**Aim**: Revise the records from the line containing "Where can the can of green" through the line containing "point(321, 142)", replacing "pink minced meat" with "pink ground meat" and leaving everything else untouched. Return only those lines.

**Extracted records**:
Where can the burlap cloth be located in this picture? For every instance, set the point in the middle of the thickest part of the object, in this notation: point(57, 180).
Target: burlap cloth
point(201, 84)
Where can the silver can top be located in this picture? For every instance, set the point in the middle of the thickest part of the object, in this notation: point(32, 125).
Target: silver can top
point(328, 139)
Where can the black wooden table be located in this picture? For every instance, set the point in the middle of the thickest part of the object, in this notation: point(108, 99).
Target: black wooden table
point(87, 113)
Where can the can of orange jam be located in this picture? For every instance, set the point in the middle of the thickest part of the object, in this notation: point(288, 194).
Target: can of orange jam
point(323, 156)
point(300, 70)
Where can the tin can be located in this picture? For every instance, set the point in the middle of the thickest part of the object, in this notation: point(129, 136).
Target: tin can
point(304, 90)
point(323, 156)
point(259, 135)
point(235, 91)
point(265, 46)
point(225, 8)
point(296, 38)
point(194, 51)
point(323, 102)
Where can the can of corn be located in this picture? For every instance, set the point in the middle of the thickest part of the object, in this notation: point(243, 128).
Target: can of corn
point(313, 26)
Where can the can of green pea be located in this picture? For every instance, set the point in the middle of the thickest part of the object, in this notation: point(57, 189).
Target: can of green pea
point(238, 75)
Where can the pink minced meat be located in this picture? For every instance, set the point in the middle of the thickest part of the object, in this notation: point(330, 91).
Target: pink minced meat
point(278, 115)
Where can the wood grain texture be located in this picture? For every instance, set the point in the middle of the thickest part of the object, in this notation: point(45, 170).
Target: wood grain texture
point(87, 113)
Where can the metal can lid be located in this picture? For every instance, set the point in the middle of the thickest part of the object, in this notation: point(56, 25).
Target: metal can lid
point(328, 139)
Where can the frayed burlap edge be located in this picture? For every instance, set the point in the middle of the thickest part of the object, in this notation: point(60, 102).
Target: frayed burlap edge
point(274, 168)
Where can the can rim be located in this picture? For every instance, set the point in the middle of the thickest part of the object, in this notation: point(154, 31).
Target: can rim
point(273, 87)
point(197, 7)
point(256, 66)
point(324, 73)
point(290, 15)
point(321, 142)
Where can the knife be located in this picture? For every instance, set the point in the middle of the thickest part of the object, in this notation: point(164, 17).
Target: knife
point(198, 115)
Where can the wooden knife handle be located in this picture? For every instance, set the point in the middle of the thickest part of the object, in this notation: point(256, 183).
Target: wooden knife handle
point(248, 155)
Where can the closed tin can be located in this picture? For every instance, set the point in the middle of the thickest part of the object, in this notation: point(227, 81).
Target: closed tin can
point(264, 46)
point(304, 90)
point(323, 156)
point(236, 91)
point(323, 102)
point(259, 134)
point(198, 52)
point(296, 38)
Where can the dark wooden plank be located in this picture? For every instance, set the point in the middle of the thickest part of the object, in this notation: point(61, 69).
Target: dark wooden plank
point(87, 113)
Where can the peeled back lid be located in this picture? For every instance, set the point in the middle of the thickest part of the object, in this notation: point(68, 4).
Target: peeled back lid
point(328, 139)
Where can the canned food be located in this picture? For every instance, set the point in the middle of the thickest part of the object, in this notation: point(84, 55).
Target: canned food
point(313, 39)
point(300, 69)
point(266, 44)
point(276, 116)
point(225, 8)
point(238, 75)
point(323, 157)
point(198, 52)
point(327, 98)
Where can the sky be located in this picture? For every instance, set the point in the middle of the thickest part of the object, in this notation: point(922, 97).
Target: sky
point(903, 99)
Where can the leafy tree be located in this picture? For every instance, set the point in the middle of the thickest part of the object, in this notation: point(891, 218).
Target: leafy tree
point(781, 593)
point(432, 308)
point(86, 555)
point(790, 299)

**Finished answer**:
Where can the can of green pea be located in this picture? For every instance, set the point in the middle of the thickest part of the object, in this notation: point(57, 189).
Target: can of green pea
point(238, 75)
Where can the pink ground meat be located in this picture? For every instance, set the point in the middle of the thickest part of the object, in this notation: point(330, 91).
Target: pink ground meat
point(278, 115)
Where can the wood grain texture be located in this picture? For every instance, set the point in the middle of the thickest part of the object, in this notation: point(45, 170).
Target: wood grain texture
point(87, 113)
Where can the metal can lid be located in this picture? For every instance, set the point in the middle of the thickest part of the object, in this notation: point(56, 25).
Target: metal can lid
point(328, 139)
Where can the frayed burlap edge be located in this picture? For every instance, set the point in the middle of the thickest part of the object, in this notation: point(60, 102).
Target: frayed burlap edge
point(274, 168)
Where can the can rim be located in this picture? For every instance, set the point in the middle of the thickest part of the object, in this notation: point(154, 31).
Target: can rim
point(273, 87)
point(197, 7)
point(256, 66)
point(324, 73)
point(290, 15)
point(321, 142)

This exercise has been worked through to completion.